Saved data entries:
---------------

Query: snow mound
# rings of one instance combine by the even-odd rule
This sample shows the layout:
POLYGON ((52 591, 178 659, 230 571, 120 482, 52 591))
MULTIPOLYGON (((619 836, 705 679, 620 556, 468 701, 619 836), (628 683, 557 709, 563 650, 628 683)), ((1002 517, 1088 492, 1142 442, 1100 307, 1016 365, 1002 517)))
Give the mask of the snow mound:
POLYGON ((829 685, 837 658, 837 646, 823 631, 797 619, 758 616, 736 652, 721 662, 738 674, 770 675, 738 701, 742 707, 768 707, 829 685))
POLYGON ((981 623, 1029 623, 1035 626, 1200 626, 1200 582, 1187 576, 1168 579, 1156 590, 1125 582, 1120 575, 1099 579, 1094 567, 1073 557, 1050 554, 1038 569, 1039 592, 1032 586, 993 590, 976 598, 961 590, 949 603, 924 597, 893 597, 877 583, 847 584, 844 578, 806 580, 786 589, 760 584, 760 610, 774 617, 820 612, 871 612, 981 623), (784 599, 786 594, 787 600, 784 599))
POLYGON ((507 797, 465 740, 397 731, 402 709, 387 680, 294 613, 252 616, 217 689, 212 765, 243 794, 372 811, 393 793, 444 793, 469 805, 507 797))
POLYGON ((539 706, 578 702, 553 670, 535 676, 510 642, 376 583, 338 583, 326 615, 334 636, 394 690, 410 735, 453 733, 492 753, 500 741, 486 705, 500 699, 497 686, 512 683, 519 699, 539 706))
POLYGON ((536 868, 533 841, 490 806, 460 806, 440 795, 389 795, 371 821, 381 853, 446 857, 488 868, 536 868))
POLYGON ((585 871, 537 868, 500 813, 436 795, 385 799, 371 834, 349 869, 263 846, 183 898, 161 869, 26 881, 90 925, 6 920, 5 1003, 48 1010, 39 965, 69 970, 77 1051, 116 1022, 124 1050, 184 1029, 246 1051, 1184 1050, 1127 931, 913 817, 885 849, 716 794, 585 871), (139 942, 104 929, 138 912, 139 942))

---------------

■ Exercise goal
When you answer, return the records above exactly as they stand.

■ Result for this task
Query: snow mound
# rings of one instance combine by the even-odd rule
This sample shows the layout:
POLYGON ((52 591, 178 659, 230 571, 120 482, 52 591))
MULTIPOLYGON (((619 836, 705 679, 620 556, 468 701, 619 836), (628 683, 557 709, 563 650, 628 683)), ((1002 517, 1088 492, 1142 442, 1100 307, 1016 365, 1002 517)))
Give the mask of the snow mound:
POLYGON ((829 685, 837 658, 837 646, 823 631, 797 619, 758 616, 736 652, 721 662, 738 674, 770 675, 738 701, 742 707, 768 707, 829 685))
POLYGON ((981 623, 1029 623, 1035 626, 1200 626, 1200 582, 1187 576, 1168 579, 1156 590, 1125 582, 1120 575, 1099 579, 1094 567, 1073 557, 1050 554, 1038 569, 1039 592, 1032 586, 993 590, 976 598, 961 590, 949 603, 924 597, 893 597, 877 583, 847 584, 844 578, 806 580, 786 589, 760 584, 760 610, 774 617, 820 612, 871 612, 981 623), (784 599, 786 594, 787 600, 784 599))
POLYGON ((507 797, 465 740, 397 731, 402 709, 387 680, 294 613, 252 616, 217 689, 212 765, 243 794, 372 811, 393 793, 444 793, 469 805, 507 797))
POLYGON ((539 706, 578 702, 553 670, 535 676, 510 642, 376 583, 338 583, 326 615, 334 636, 394 690, 410 735, 453 733, 492 753, 500 741, 486 705, 500 699, 497 686, 512 683, 519 699, 539 706))
POLYGON ((536 868, 533 841, 490 806, 460 806, 440 795, 389 795, 371 821, 381 853, 446 857, 488 868, 536 868))
POLYGON ((585 871, 537 868, 500 813, 436 795, 385 799, 371 834, 349 869, 263 846, 183 898, 161 869, 26 881, 90 925, 6 920, 5 1003, 48 1010, 39 965, 69 970, 77 1051, 116 1022, 124 1050, 184 1029, 246 1051, 1184 1050, 1127 931, 913 817, 885 849, 716 794, 585 871), (139 942, 104 929, 138 912, 139 942))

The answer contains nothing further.